> What the task asks: Quote word for word the stretch of the text on dirty pages below from "Notice that there" through "VIRTUAL MEMORY IMPLEMENTATION..".

> Reading text:
So far, we have discussed how frames are allocated and freed without much regard to what happens when the in-memory copy is written, making it inconsistent with the disk copy. When a program modifies a variable (either a global variable, a variable on the heap, or a variable on the stack) the page must be in a frame, and the valid bit must be set (or a page fault will occur), and when the modification occurs, the hardware sets the modified bit in the page table entry to indicate that the in-memory copy is now different (and more current) than the disk copy. It does NOT go out to disk at that time and update the disk copy. Why? Because your program is constantly modifying variables. If you had to way for a page to be flushed to disk, every time you made a simple assignment statement in your program, your program would be very very slow.

The term "dirty" is sometimes used to refer to a page that has been modified in memory, and the modified bit is occasionally termed "the dirty bit." Notice that a dirty page is always more current than the backing store copy. Thus, to "clean" a page, the copy that is in memory must be "flushed" back to backing store, updating the backing store copy to make it consistent with the memory copy.

Page Out Thread

When does this happen? Well, one place it happens is when a frame is taken from the free list. When a frame is taken off the head of the free list, if the valid bit is set and the modified is clear in the page table entry for that frame, then the backing store copy is current, and the frame does not need to be flushed. If the valid bit is set, and the modified bit is set, then the kernel cannot reassign the page to another process before it is "cleaned" since that would wipe out the most current copy of the page. Instead, the kernel schedules dirty, valid pages it finds at the head of the free list for write, but it does not wait for the write to complete. A separate page out thread in the kernel maintains a list of dirty pages that are heading for disk, and adds them back to the end of the free list once they have successfully been written out to disk. The page out thread clears the modified bit once the disk write for that page is complete.

Notice that there is a RACE CONDITION here to worry about. What happens if page fault handler finds a dirty, valid page on the free list and puts it on the queue for the page out thread (waking it up if need be), but because there are other frames ahead of it, the page doesn't get written to disk immediately. While the frame is waiting, the program that owns the frame wakes up and tries to access the frame? This condition can exist even in your lab. That bears repeating.

EVEN THOUGH YOUR KOS KERNEL USES KTHREADS, THIS RACE CONDITION WILL EXIST IN YOUR VIRTUAL MEMORY IMPLEMENTATION..

For those of you who believe kthreads obviates the need to think about race conditions, you have been warned.

> Given information:
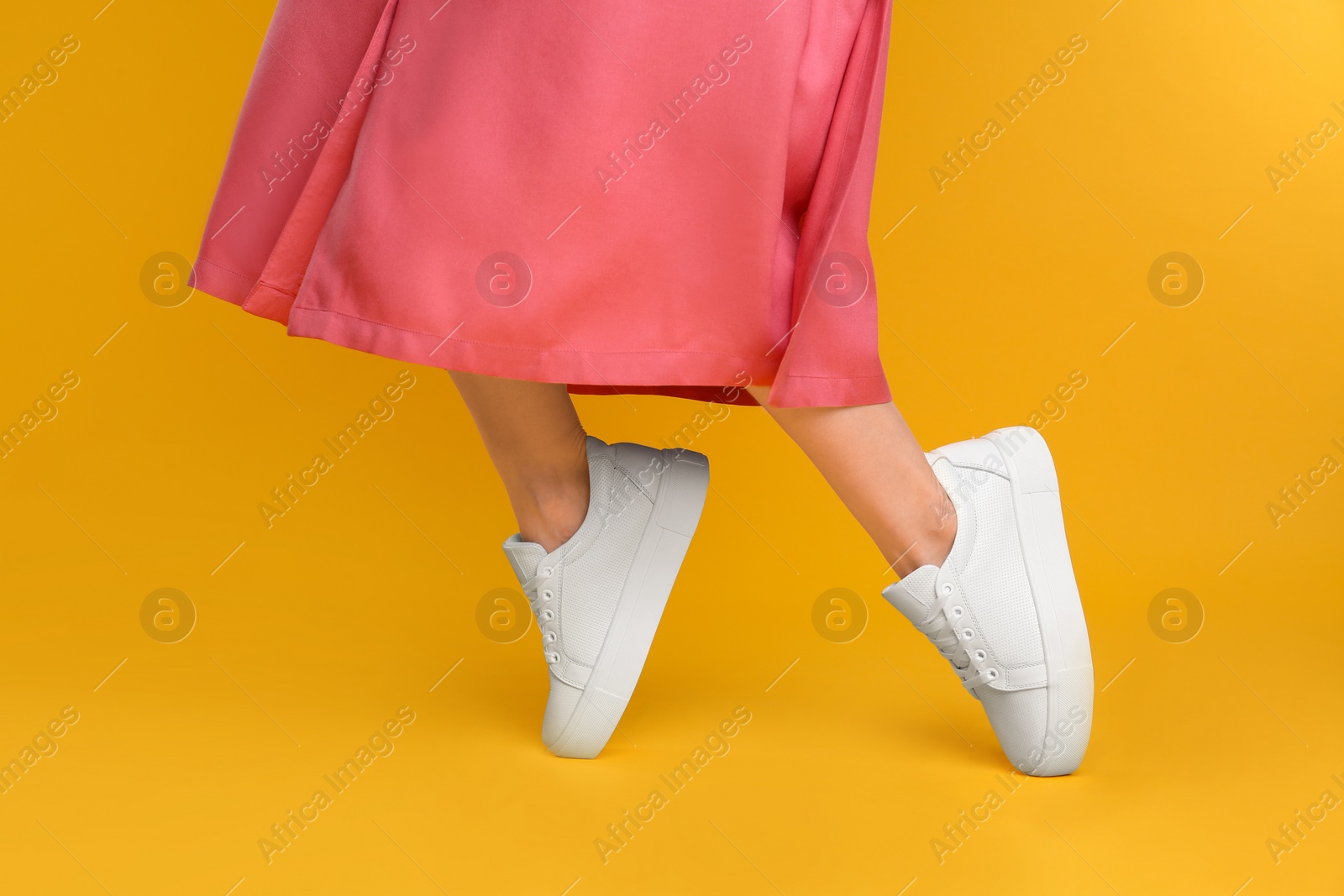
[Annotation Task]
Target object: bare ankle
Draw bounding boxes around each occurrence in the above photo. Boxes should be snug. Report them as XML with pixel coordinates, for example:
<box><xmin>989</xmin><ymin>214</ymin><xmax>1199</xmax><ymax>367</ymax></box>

> Solution to the exercise:
Notice that there is a RACE CONDITION here to worry about. What happens if page fault handler finds a dirty, valid page on the free list and puts it on the queue for the page out thread (waking it up if need be), but because there are other frames ahead of it, the page doesn't get written to disk immediately. While the frame is waiting, the program that owns the frame wakes up and tries to access the frame? This condition can exist even in your lab. That bears repeating.

EVEN THOUGH YOUR KOS KERNEL USES KTHREADS, THIS RACE CONDITION WILL EXIST IN YOUR VIRTUAL MEMORY IMPLEMENTATION..